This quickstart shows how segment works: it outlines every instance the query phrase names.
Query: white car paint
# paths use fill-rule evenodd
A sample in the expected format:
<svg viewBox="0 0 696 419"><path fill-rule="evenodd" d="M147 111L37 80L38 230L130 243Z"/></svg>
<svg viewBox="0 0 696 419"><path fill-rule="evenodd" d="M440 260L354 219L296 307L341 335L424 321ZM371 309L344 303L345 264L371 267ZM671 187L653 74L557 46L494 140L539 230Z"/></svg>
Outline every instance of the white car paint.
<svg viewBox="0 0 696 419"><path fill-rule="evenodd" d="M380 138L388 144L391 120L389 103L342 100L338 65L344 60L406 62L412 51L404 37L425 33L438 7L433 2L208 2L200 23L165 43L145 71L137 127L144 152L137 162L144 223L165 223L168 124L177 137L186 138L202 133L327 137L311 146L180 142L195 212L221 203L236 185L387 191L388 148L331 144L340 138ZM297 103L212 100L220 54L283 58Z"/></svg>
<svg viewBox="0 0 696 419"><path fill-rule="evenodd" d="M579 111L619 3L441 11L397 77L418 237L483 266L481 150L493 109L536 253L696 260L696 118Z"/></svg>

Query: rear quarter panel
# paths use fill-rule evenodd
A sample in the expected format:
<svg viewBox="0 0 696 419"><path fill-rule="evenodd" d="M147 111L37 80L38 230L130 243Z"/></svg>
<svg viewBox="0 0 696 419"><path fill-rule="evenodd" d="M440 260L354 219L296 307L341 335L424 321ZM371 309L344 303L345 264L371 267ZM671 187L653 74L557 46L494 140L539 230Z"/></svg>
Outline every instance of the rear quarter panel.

→ **Requirements**
Copy all of the lines above exactly as they appear.

→ **Written response**
This quickstart shows how segment works: it outlines every instance the query phrase names.
Query: white car paint
# paths use fill-rule evenodd
A sample in the expected format:
<svg viewBox="0 0 696 419"><path fill-rule="evenodd" d="M147 111L37 80L38 230L130 243Z"/></svg>
<svg viewBox="0 0 696 419"><path fill-rule="evenodd" d="M440 260L354 219L296 307L341 335L424 321ZM371 309L344 303L345 264L371 267ZM671 187L653 74L557 46L494 140L539 230Z"/></svg>
Outline every instance of the white car paint.
<svg viewBox="0 0 696 419"><path fill-rule="evenodd" d="M380 138L388 144L391 120L389 103L342 100L338 65L344 60L406 62L412 51L404 37L425 33L438 7L433 2L208 2L200 23L165 43L145 71L137 127L144 152L137 162L144 223L165 223L168 124L177 137L186 138L202 133L327 137L311 146L180 142L195 212L221 203L236 185L387 191L388 148L331 144L340 138ZM297 103L212 100L220 54L283 58Z"/></svg>
<svg viewBox="0 0 696 419"><path fill-rule="evenodd" d="M579 111L619 3L441 11L397 77L418 237L483 266L481 150L493 109L536 253L696 260L696 118Z"/></svg>

Query: rear quarter panel
# paths use fill-rule evenodd
A sample in the expected format:
<svg viewBox="0 0 696 419"><path fill-rule="evenodd" d="M147 111L37 80L38 230L130 243Z"/></svg>
<svg viewBox="0 0 696 419"><path fill-rule="evenodd" d="M440 260L354 219L296 307L341 335L424 321ZM371 309L344 303L345 264L371 267ZM671 187L653 74L557 46L494 140L539 230Z"/></svg>
Outline every instance of the rear quarter panel.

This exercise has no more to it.